— Begin —
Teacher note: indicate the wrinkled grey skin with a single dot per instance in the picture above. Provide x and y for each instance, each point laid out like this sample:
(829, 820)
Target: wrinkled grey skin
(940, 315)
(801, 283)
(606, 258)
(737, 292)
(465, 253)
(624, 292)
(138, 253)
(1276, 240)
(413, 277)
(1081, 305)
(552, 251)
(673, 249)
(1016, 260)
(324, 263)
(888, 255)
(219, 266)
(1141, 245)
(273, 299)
— End —
Can you lay out everything from the start of the rows down to the line containing "(1081, 305)", both ends included, as a Markdown table with columns Row and Line, leaving out blank lines?

| Row | Line |
|---|---|
| 1 | Teacher note: indicate the wrinkled grey skin with a single dot per instance in the picture above. Provide x and y for each instance, each point laid out like this sample: |
| 2 | (829, 820) |
| 3 | Target: wrinkled grey skin |
| 4 | (940, 315) |
| 5 | (801, 283) |
| 6 | (606, 258) |
| 7 | (737, 292) |
| 8 | (465, 253) |
| 9 | (624, 292) |
| 10 | (138, 253) |
| 11 | (1276, 240) |
| 12 | (413, 277) |
| 13 | (1081, 305) |